» Job
Return every line of the items below that contains the word "white".
-------
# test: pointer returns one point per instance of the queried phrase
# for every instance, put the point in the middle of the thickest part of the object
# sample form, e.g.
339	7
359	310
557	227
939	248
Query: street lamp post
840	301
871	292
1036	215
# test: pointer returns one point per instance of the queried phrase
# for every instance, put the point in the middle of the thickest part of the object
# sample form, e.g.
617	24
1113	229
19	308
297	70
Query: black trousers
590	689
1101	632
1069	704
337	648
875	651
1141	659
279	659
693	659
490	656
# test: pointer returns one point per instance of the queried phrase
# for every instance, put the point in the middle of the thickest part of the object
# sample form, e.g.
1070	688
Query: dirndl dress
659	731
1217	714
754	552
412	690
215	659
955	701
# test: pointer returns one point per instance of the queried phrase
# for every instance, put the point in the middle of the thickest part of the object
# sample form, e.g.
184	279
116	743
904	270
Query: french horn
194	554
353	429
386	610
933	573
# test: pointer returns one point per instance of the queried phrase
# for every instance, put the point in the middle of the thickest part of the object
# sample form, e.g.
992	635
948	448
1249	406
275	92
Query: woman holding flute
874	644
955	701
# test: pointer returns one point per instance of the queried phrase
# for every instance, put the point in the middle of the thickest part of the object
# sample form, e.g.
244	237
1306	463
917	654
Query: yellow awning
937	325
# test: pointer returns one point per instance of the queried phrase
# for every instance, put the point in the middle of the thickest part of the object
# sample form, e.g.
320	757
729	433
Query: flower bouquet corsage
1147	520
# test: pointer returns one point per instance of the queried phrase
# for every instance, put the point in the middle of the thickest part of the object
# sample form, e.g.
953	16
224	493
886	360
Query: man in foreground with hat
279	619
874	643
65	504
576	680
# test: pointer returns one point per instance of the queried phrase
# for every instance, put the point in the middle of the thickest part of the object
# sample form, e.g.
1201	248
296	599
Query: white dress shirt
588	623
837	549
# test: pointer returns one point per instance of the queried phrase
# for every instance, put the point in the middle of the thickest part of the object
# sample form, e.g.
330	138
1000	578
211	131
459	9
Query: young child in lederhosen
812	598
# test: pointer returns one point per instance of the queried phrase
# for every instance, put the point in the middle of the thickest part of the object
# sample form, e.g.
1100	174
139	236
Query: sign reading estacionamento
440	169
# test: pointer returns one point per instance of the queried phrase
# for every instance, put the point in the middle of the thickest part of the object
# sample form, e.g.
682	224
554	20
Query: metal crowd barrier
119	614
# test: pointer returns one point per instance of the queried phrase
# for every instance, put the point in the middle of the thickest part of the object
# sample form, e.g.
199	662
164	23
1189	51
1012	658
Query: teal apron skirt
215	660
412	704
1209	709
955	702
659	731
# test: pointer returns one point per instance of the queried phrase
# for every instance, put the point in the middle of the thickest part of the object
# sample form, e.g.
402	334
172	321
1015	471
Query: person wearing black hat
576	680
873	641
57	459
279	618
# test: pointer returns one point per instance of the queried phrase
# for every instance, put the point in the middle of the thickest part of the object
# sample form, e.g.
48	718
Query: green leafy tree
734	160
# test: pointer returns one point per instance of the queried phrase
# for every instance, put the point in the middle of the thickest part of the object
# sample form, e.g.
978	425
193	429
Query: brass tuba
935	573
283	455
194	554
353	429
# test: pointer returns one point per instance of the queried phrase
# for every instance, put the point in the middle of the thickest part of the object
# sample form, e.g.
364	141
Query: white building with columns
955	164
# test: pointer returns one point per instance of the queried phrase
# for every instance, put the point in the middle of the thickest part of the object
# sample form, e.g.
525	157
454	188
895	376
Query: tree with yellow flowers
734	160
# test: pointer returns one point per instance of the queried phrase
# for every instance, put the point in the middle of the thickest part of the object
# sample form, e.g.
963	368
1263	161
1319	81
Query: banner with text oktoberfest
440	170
-------
» The reply
Query: white dress shirt
Query: white building with columns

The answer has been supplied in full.